Work to be completed → Your copy should match the records below exactly, except for the pictures.

--- START ---

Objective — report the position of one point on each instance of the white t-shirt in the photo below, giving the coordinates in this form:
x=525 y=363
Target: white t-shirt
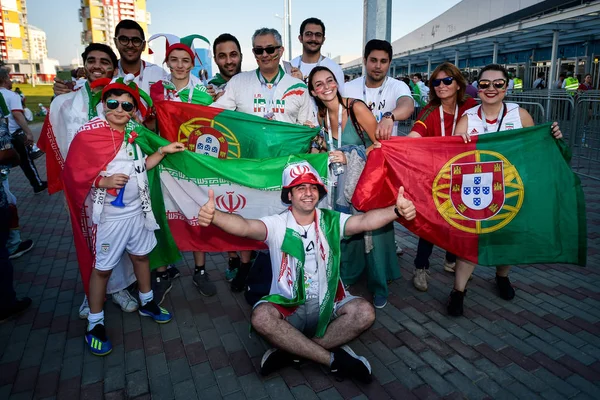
x=123 y=164
x=14 y=104
x=276 y=226
x=148 y=75
x=380 y=100
x=289 y=99
x=325 y=62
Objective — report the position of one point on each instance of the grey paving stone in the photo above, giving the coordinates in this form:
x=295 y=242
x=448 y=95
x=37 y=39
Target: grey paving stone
x=468 y=369
x=546 y=348
x=93 y=372
x=466 y=387
x=526 y=378
x=253 y=387
x=407 y=377
x=575 y=353
x=435 y=361
x=557 y=384
x=382 y=352
x=464 y=336
x=161 y=389
x=330 y=394
x=179 y=370
x=227 y=380
x=114 y=378
x=435 y=380
x=135 y=361
x=584 y=385
x=278 y=389
x=491 y=340
x=380 y=371
x=409 y=358
x=303 y=392
x=157 y=365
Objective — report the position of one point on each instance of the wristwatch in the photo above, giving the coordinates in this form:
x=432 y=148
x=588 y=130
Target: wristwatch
x=390 y=115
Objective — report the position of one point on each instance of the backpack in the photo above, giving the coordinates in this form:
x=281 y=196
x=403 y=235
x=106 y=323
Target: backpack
x=258 y=282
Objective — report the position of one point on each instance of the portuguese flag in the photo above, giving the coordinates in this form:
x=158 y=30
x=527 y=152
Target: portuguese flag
x=248 y=187
x=230 y=134
x=504 y=198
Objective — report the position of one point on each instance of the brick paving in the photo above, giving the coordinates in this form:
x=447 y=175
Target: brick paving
x=543 y=344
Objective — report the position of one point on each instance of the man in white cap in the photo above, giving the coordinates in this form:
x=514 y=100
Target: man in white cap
x=308 y=314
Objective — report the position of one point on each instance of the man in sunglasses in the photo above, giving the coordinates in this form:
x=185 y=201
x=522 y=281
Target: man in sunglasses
x=389 y=99
x=312 y=37
x=131 y=43
x=268 y=91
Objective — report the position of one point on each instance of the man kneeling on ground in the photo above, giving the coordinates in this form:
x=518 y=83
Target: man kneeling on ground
x=308 y=314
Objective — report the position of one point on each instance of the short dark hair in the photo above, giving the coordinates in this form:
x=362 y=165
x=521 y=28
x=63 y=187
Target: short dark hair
x=311 y=20
x=494 y=67
x=118 y=92
x=103 y=48
x=225 y=37
x=376 y=44
x=129 y=24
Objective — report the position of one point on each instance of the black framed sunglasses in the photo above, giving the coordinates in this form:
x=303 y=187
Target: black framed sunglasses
x=125 y=40
x=447 y=81
x=113 y=104
x=486 y=83
x=270 y=50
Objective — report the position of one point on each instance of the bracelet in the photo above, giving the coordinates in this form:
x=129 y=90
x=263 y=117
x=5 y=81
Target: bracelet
x=397 y=212
x=97 y=181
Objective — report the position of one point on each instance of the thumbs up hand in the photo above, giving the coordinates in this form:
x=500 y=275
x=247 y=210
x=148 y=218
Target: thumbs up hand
x=206 y=214
x=405 y=207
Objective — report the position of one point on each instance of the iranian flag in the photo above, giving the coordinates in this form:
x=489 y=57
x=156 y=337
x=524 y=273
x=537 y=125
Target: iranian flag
x=504 y=198
x=248 y=187
x=230 y=134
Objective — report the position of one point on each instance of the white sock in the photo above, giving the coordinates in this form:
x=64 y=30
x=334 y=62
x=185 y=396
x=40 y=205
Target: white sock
x=95 y=319
x=145 y=298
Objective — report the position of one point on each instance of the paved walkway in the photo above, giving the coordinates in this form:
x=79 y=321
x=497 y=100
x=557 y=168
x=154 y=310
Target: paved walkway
x=543 y=344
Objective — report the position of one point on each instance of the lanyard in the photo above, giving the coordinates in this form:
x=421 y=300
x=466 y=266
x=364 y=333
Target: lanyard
x=500 y=118
x=330 y=131
x=378 y=94
x=442 y=120
x=270 y=87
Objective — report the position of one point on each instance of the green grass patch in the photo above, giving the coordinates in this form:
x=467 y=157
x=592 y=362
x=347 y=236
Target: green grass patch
x=34 y=96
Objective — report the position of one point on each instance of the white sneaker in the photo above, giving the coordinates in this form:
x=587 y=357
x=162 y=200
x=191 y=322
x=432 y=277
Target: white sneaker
x=125 y=301
x=84 y=308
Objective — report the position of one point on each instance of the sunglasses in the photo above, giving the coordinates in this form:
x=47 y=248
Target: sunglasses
x=270 y=50
x=125 y=40
x=447 y=81
x=498 y=83
x=113 y=104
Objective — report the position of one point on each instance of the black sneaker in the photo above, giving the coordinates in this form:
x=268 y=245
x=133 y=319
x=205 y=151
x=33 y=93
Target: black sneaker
x=160 y=287
x=173 y=273
x=238 y=284
x=23 y=248
x=275 y=359
x=16 y=309
x=347 y=364
x=505 y=289
x=204 y=285
x=40 y=188
x=455 y=303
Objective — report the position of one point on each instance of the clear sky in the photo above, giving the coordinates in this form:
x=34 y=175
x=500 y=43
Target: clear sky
x=343 y=21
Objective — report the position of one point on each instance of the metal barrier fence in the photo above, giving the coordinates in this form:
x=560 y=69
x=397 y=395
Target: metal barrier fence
x=578 y=115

--- END ---

Output for this task →
Objective — report the position of one point on each instance of the white t-shirt in the photo below, giving the coordinates in this form:
x=525 y=363
Target: white t-shirt
x=123 y=164
x=14 y=104
x=276 y=226
x=148 y=75
x=380 y=100
x=289 y=99
x=325 y=62
Objective — report the position of one point on each instance of the grey paving stone in the photo above, giving the coordinates in this form:
x=295 y=242
x=448 y=95
x=37 y=39
Target: grey paving stone
x=468 y=369
x=546 y=348
x=93 y=372
x=466 y=387
x=526 y=378
x=253 y=387
x=407 y=377
x=575 y=353
x=435 y=361
x=557 y=384
x=382 y=352
x=464 y=336
x=161 y=389
x=330 y=394
x=179 y=370
x=227 y=380
x=114 y=378
x=435 y=380
x=135 y=361
x=584 y=385
x=278 y=389
x=491 y=340
x=380 y=371
x=409 y=358
x=303 y=392
x=157 y=365
Objective — report the position of one point on each instance of the wristwatch in the photo above, giving the coordinates in this form:
x=432 y=148
x=588 y=130
Target: wristwatch
x=390 y=115
Objective — report the position of one point on each instance of the backpack in the photo above, giving the coordinates in this form:
x=281 y=196
x=403 y=235
x=106 y=323
Target: backpack
x=258 y=282
Objective — report the position of one point on each instance of the portuguese flag in the photo above, giving the coordinates in this form:
x=158 y=30
x=527 y=152
Target: portuguese flag
x=248 y=187
x=230 y=134
x=504 y=198
Objective — report the position of one point on each instance of the brick paving in the photo above, giving the coordinates in this form:
x=447 y=175
Target: brick paving
x=543 y=344
Objective — report the position of one point on each instance of the man in white cap in the photo above, giving the coordinates in this form:
x=514 y=100
Target: man in white cap
x=308 y=314
Objective — report the position of one point on each instance of the man in sunglasses in the photo above, giving the coordinates in this form:
x=185 y=201
x=522 y=281
Target: man in sunglasses
x=389 y=99
x=312 y=37
x=131 y=43
x=268 y=91
Objective — report the position of one point on each instance of the man kneeling on ground in the photo above, giving the coordinates in this form:
x=518 y=83
Target: man kneeling on ground
x=308 y=314
Objective — report the position of one point on each instance of the short dark hair in the photo above, giving the coordinates in this form:
x=362 y=165
x=521 y=28
x=63 y=187
Target: short dark hair
x=311 y=20
x=494 y=67
x=118 y=92
x=103 y=48
x=225 y=37
x=376 y=44
x=129 y=24
Objective — report the position of one point on each instance of the black framed sunglasses in the photo above, giving the coordinates in this form:
x=303 y=187
Target: black framed sunglasses
x=125 y=40
x=447 y=81
x=113 y=104
x=486 y=83
x=270 y=50
Objective — report the position of one point on each instance of the bracelet in the photo above, giving the coordinates in this form:
x=129 y=90
x=263 y=117
x=5 y=81
Target: bracelet
x=397 y=212
x=97 y=181
Objective — report the position of one point on each instance of the thumbs up hand in the photo above, giving the coordinates in this form:
x=500 y=275
x=247 y=210
x=148 y=218
Target: thumbs up hand
x=206 y=214
x=405 y=207
Objective — report the position of one point on each instance of the iranian flag in the photo above, giving the coordinates in this form:
x=489 y=57
x=156 y=337
x=524 y=273
x=537 y=125
Target: iranian flag
x=504 y=198
x=248 y=187
x=230 y=134
Objective — report the position of one point on each instance of the white sock in the photo above, giving the coordinates in this form:
x=64 y=30
x=334 y=62
x=185 y=396
x=40 y=205
Target: white sock
x=95 y=319
x=145 y=298
Objective — report the position of one point on each instance of the paved walkway in the photo above, giving the coordinates in this form:
x=79 y=321
x=497 y=100
x=557 y=168
x=154 y=310
Target: paved walkway
x=543 y=344
Objective — report the position of one point on each instance of the lanyard in the photo above, giving the coordinates in this form:
x=421 y=300
x=466 y=266
x=364 y=333
Target: lanyard
x=500 y=118
x=330 y=131
x=378 y=94
x=442 y=120
x=270 y=87
Objective — report the position of one point on each instance of the green grass patch in the photo above, giving the coordinates in this form:
x=467 y=157
x=592 y=362
x=347 y=236
Target: green grass patch
x=34 y=96
Objective — report the position of one point on each instance of the white sneaker in the photo above, giving the coordinates in this form:
x=587 y=357
x=162 y=200
x=191 y=322
x=432 y=277
Target: white sneaker
x=125 y=301
x=84 y=308
Objective — report the position of one point on each instance of the sunglasses in the photo above, giving the coordinates in this form:
x=47 y=248
Target: sunglasses
x=270 y=50
x=125 y=40
x=447 y=81
x=498 y=83
x=113 y=104
Objective — report the position of one point on each instance of the black sneaker in the photo above, giving the coordinates in this form:
x=268 y=245
x=133 y=319
x=205 y=151
x=33 y=93
Target: black sneaker
x=160 y=287
x=173 y=273
x=238 y=284
x=23 y=248
x=275 y=359
x=16 y=309
x=347 y=364
x=505 y=289
x=204 y=285
x=40 y=188
x=455 y=303
Objective — report the position of one point on each instance of the clear sky in the photo above, giving the coordinates in this form:
x=34 y=175
x=500 y=43
Target: clear sky
x=343 y=21
Objective — report the position of one point on each instance of the metal barrier fence in the photo above, giving the coordinates in this form:
x=560 y=69
x=397 y=395
Target: metal barrier fence
x=578 y=115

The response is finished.